_YOUR GOAL:_ In your copy, leave out the pictures; write out all the data exactly.

_RECORD EXCERPTS:_
──────────
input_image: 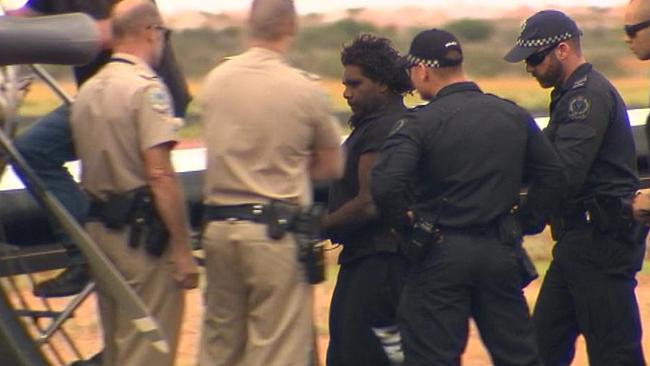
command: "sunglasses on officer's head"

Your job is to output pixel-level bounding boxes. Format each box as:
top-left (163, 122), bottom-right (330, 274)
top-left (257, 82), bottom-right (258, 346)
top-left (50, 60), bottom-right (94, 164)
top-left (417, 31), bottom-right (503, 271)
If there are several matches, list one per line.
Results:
top-left (525, 43), bottom-right (559, 67)
top-left (624, 19), bottom-right (650, 38)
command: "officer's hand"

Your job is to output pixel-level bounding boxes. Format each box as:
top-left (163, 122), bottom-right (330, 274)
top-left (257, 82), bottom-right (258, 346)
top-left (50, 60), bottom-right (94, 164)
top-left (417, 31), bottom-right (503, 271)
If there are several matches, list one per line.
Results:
top-left (632, 191), bottom-right (650, 224)
top-left (170, 247), bottom-right (199, 289)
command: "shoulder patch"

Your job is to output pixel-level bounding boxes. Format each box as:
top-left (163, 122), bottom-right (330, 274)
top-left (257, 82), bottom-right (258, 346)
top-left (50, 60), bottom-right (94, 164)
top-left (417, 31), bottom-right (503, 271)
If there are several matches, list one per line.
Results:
top-left (388, 118), bottom-right (408, 137)
top-left (568, 95), bottom-right (591, 120)
top-left (572, 75), bottom-right (588, 89)
top-left (146, 86), bottom-right (172, 114)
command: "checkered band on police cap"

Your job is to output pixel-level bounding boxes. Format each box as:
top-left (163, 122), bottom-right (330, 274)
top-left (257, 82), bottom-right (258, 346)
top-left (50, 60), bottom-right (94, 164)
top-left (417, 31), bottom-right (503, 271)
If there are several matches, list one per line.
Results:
top-left (504, 10), bottom-right (582, 63)
top-left (400, 29), bottom-right (463, 69)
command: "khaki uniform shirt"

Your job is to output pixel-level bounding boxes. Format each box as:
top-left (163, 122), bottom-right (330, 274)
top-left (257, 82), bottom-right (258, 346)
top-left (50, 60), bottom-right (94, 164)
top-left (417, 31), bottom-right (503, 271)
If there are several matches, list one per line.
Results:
top-left (71, 53), bottom-right (181, 199)
top-left (200, 47), bottom-right (342, 206)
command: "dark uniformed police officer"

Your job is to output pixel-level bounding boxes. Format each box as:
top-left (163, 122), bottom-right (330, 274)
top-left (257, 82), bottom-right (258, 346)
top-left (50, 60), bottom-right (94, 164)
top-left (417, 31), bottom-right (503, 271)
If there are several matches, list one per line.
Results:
top-left (323, 34), bottom-right (412, 366)
top-left (625, 0), bottom-right (650, 223)
top-left (505, 10), bottom-right (648, 365)
top-left (371, 29), bottom-right (565, 366)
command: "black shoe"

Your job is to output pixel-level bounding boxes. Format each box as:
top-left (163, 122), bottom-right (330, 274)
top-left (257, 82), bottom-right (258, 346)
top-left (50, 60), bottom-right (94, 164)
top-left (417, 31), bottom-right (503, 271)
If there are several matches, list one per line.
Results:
top-left (33, 265), bottom-right (89, 298)
top-left (69, 351), bottom-right (102, 366)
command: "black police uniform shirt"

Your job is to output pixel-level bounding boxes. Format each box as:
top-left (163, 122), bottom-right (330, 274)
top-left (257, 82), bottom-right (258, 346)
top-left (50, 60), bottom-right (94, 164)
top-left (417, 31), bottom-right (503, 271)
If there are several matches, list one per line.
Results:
top-left (26, 0), bottom-right (117, 86)
top-left (372, 82), bottom-right (565, 232)
top-left (327, 99), bottom-right (407, 264)
top-left (544, 63), bottom-right (638, 206)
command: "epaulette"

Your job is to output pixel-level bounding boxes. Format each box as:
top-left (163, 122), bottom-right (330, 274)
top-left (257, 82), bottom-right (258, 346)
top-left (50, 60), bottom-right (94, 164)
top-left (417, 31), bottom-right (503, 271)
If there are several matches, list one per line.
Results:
top-left (219, 55), bottom-right (235, 65)
top-left (408, 103), bottom-right (427, 112)
top-left (137, 64), bottom-right (160, 81)
top-left (299, 70), bottom-right (321, 81)
top-left (138, 73), bottom-right (159, 81)
top-left (571, 75), bottom-right (588, 89)
top-left (485, 92), bottom-right (518, 106)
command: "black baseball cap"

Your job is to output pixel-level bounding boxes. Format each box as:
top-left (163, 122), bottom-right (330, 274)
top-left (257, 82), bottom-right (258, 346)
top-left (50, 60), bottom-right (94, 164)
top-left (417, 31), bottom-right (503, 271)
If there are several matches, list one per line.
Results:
top-left (400, 29), bottom-right (463, 68)
top-left (504, 10), bottom-right (582, 63)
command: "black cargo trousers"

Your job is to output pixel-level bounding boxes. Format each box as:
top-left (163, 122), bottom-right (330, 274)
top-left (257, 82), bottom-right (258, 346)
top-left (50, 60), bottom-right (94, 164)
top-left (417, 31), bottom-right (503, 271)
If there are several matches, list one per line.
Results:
top-left (398, 231), bottom-right (542, 366)
top-left (534, 221), bottom-right (648, 366)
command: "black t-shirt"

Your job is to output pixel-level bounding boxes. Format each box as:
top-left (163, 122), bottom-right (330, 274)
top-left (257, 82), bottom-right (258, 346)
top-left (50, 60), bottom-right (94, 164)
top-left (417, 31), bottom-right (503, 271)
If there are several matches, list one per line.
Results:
top-left (27, 0), bottom-right (117, 86)
top-left (327, 100), bottom-right (407, 264)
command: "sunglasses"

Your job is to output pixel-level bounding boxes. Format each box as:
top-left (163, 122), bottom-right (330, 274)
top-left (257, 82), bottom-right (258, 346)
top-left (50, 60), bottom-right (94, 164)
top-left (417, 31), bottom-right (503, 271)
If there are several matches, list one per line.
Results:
──────────
_RESPONSE BOX:_
input_image: 
command: "sunglasses on officer's head"

Your job is to output pixel-level bounding boxes. Format each box as:
top-left (163, 122), bottom-right (330, 274)
top-left (257, 82), bottom-right (258, 346)
top-left (50, 60), bottom-right (94, 164)
top-left (417, 31), bottom-right (503, 271)
If there are several matches, list one per line.
Results:
top-left (525, 43), bottom-right (559, 67)
top-left (624, 19), bottom-right (650, 38)
command: "officer's hand"

Your job is to output pixel-level bounding boxes. Format each box as:
top-left (163, 122), bottom-right (330, 274)
top-left (257, 82), bottom-right (258, 346)
top-left (50, 60), bottom-right (94, 164)
top-left (417, 31), bottom-right (503, 271)
If there are several matches, list one per line.
Results:
top-left (632, 191), bottom-right (650, 224)
top-left (170, 247), bottom-right (199, 289)
command: "shoulder patch"

Your job is to output pixel-level bounding boxes. Format each box as:
top-left (163, 122), bottom-right (330, 274)
top-left (257, 82), bottom-right (258, 346)
top-left (50, 60), bottom-right (94, 164)
top-left (417, 31), bottom-right (503, 271)
If there are several matches, list one per line.
Results:
top-left (388, 118), bottom-right (408, 137)
top-left (568, 95), bottom-right (591, 120)
top-left (572, 75), bottom-right (588, 89)
top-left (146, 86), bottom-right (172, 114)
command: "checkered band on police cap"

Your job is to output pixel-level bounding boxes. Format each box as:
top-left (163, 122), bottom-right (330, 274)
top-left (257, 82), bottom-right (258, 346)
top-left (50, 60), bottom-right (94, 164)
top-left (417, 31), bottom-right (503, 271)
If there are several matches, list one per line.
Results:
top-left (504, 10), bottom-right (582, 63)
top-left (400, 29), bottom-right (463, 69)
command: "khaki uniform shirt"

Your job is to output pixel-level bounding boxes. Format each box as:
top-left (163, 122), bottom-right (330, 274)
top-left (257, 82), bottom-right (258, 346)
top-left (50, 60), bottom-right (94, 164)
top-left (417, 31), bottom-right (503, 271)
If there are several matches, list one per line.
Results:
top-left (71, 53), bottom-right (181, 199)
top-left (200, 47), bottom-right (342, 206)
command: "dark uniformed police officer"

Your job is to output pixel-level bounding boxes. Format each box as:
top-left (163, 122), bottom-right (330, 274)
top-left (257, 82), bottom-right (258, 346)
top-left (50, 60), bottom-right (94, 164)
top-left (417, 31), bottom-right (503, 271)
If there are several matches, list one per line.
Results:
top-left (323, 34), bottom-right (412, 366)
top-left (625, 0), bottom-right (650, 223)
top-left (505, 10), bottom-right (648, 365)
top-left (371, 29), bottom-right (565, 366)
command: "black shoe"

Your job is to output pixel-level bounding boxes. Format each box as:
top-left (163, 122), bottom-right (330, 274)
top-left (257, 82), bottom-right (258, 346)
top-left (50, 60), bottom-right (94, 164)
top-left (417, 31), bottom-right (503, 271)
If there are several matches, list one per line.
Results:
top-left (33, 265), bottom-right (89, 298)
top-left (69, 351), bottom-right (102, 366)
command: "black police uniform shirt"

Your job is to output pixel-level bounding boxes. Format each box as:
top-left (163, 122), bottom-right (330, 274)
top-left (257, 82), bottom-right (258, 346)
top-left (50, 60), bottom-right (94, 164)
top-left (417, 31), bottom-right (503, 271)
If there are several matches, list one per line.
Results:
top-left (26, 0), bottom-right (117, 86)
top-left (372, 82), bottom-right (565, 232)
top-left (327, 99), bottom-right (407, 264)
top-left (544, 63), bottom-right (638, 206)
command: "epaulette"

Your job is to output pixel-level bounding boxes. Format each box as:
top-left (163, 122), bottom-right (330, 274)
top-left (257, 82), bottom-right (258, 346)
top-left (50, 60), bottom-right (94, 164)
top-left (417, 31), bottom-right (503, 271)
If there are several matches, list one per line.
Results:
top-left (219, 55), bottom-right (235, 65)
top-left (408, 103), bottom-right (427, 112)
top-left (137, 64), bottom-right (160, 81)
top-left (299, 70), bottom-right (321, 81)
top-left (138, 73), bottom-right (159, 81)
top-left (571, 75), bottom-right (588, 89)
top-left (485, 92), bottom-right (518, 106)
command: "black baseball cap"

Your job is to output pixel-level bounding boxes. Format each box as:
top-left (163, 122), bottom-right (330, 274)
top-left (257, 82), bottom-right (258, 346)
top-left (50, 60), bottom-right (94, 164)
top-left (417, 31), bottom-right (503, 271)
If there are several matches, list one per line.
Results:
top-left (400, 29), bottom-right (463, 68)
top-left (504, 10), bottom-right (582, 63)
command: "black cargo trousers"

Your job is to output pixel-level bounding boxes. Format each box as:
top-left (163, 122), bottom-right (330, 274)
top-left (257, 82), bottom-right (258, 346)
top-left (50, 60), bottom-right (94, 164)
top-left (417, 31), bottom-right (503, 271)
If there are several matches, list one per line.
Results:
top-left (398, 231), bottom-right (542, 366)
top-left (534, 221), bottom-right (648, 366)
command: "black t-shirt"

Your job is to output pixel-level bounding boxes. Format each box as:
top-left (163, 122), bottom-right (330, 274)
top-left (257, 82), bottom-right (258, 346)
top-left (50, 60), bottom-right (94, 164)
top-left (417, 31), bottom-right (503, 271)
If there are several matches, list one per line.
Results:
top-left (27, 0), bottom-right (117, 86)
top-left (327, 100), bottom-right (407, 264)
command: "sunglasses"

Your job is to output pixel-level bounding boxes. Format each box as:
top-left (163, 122), bottom-right (330, 274)
top-left (257, 82), bottom-right (258, 346)
top-left (50, 60), bottom-right (94, 164)
top-left (417, 31), bottom-right (503, 271)
If there are several matches, list one per line.
Results:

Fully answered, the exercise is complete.